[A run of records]

## START

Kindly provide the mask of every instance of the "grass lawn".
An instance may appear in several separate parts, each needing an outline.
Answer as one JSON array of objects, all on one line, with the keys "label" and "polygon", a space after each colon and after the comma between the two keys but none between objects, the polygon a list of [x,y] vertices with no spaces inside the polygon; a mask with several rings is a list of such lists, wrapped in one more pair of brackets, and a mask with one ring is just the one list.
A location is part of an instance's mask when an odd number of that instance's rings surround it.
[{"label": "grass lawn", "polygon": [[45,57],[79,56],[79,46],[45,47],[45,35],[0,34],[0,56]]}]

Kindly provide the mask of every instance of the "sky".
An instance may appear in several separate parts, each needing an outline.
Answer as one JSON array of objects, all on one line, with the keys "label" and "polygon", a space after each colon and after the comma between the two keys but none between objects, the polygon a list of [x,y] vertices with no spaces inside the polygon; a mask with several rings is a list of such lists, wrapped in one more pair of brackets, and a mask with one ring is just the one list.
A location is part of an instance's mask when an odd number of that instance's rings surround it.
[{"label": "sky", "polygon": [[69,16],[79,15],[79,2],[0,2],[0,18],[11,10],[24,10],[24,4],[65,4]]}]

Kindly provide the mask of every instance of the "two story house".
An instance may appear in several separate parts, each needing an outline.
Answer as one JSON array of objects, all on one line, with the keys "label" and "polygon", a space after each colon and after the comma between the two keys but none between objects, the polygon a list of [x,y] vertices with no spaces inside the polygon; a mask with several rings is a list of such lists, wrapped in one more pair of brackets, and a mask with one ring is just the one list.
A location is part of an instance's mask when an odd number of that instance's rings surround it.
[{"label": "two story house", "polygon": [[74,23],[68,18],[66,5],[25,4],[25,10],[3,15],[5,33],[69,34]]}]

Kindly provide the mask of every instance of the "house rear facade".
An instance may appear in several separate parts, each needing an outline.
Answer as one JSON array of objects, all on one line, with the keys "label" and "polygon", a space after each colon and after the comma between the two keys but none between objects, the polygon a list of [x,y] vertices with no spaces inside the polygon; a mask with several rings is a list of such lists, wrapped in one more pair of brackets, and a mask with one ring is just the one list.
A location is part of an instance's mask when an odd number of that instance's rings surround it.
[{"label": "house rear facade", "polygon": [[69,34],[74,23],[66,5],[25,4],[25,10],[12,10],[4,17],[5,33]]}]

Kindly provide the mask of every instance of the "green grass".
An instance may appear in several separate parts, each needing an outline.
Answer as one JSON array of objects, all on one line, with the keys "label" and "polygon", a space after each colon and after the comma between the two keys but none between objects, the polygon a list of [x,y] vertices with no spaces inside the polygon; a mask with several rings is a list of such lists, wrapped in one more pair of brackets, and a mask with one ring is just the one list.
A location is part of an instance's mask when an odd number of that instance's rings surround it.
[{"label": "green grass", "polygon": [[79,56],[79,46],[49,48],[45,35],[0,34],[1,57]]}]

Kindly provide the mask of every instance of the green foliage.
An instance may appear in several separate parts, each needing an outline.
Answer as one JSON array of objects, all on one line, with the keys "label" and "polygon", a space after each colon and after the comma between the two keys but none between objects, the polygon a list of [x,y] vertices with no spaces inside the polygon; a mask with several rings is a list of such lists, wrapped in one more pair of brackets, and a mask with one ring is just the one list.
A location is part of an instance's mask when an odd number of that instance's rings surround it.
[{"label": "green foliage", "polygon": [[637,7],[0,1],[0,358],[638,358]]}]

## END

Every line from the one containing "Kindly provide the mask of every instance of the green" through the end of the entries above must be echoed exactly, with both ends kept.

RESPONSE TO THIS EXERCISE:
Kindly provide the mask of every instance of the green foliage.
An instance may appear in several separate parts, each needing an outline.
Answer as one JSON array of objects, all on one line, with the keys "label" and "polygon", a space after each colon and after the comma between the two keys but none between objects, the polygon a list of [x,y] vertices with no spaces inside the polygon; a mask with several rings is a list of such lists, wrapped in one more pair of brackets, and a mask with one ring is just the one list.
A location is part of an instance's mask when an odd number of that instance's rings surround it.
[{"label": "green foliage", "polygon": [[637,7],[0,1],[0,358],[638,358]]}]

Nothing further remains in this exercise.